__Your assignment__
Below are entries; copy exactly the lines from the one with "Where can you find the gradient" through the one with "Where can you find the rocky", both included, and leave out the rest.

Entries taken from a collection:
****************

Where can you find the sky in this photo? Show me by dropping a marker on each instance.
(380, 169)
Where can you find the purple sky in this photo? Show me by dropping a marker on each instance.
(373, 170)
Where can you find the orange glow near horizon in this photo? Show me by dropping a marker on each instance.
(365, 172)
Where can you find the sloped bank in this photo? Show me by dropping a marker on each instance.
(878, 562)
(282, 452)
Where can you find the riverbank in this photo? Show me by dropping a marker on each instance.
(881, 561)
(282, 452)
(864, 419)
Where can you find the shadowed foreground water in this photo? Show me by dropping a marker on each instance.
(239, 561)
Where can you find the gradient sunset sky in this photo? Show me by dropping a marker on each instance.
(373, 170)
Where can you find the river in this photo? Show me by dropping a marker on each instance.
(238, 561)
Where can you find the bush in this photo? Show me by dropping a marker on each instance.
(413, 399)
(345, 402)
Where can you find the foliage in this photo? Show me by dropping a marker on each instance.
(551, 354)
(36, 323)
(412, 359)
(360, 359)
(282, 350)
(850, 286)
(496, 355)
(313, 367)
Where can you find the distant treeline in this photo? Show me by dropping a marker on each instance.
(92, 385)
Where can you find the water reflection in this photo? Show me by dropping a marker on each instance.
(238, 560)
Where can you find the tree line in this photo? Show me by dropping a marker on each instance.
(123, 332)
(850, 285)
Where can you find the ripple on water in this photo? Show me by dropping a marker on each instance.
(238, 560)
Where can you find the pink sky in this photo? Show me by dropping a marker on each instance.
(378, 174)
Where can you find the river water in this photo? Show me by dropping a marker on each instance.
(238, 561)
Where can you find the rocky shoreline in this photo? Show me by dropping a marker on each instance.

****************

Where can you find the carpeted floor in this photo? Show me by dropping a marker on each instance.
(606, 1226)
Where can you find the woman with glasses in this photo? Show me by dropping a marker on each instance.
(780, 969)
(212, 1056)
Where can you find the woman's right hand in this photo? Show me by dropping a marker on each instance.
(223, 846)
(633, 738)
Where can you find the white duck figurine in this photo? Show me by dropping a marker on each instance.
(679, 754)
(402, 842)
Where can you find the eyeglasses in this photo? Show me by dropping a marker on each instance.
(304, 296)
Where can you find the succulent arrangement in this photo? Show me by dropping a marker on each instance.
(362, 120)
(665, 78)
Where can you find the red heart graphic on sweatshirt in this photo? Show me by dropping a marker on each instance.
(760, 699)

****************

__Your solution__
Where can you find the gradient sunset sky in this photo? Show me by dropping a marker on each instance.
(373, 170)
Where can you find the river in this photo? Show me by dropping a marker on each instance.
(238, 561)
Where can you find the bush in this photo? Show me by dropping a marker on each instance.
(413, 399)
(345, 402)
Where can you find the foliage in this photo? Show me by dropping a marker on each instance.
(551, 354)
(36, 323)
(412, 359)
(360, 359)
(282, 350)
(850, 286)
(496, 355)
(313, 367)
Where can you find the distant treeline in this photo? Show me by dropping a marker on each instance.
(92, 385)
Where can you find the water reflection in this photo? Show me by dropping a marker on each instance.
(238, 560)
Where can you find the tree line in this photo? Show me by dropping a marker on each instance.
(123, 332)
(850, 285)
Where can you find the ripple on water in this photo? Show me by dropping a marker on each instance.
(238, 560)
Where can you find the pink sky in this photo? Show me by dropping a marker on each instance.
(378, 174)
Where can you find the river water in this photo? Show me by dropping a marker on each instance.
(238, 561)
Where can you find the rocky shoreline in this photo? Show me by dropping a marker on each instance.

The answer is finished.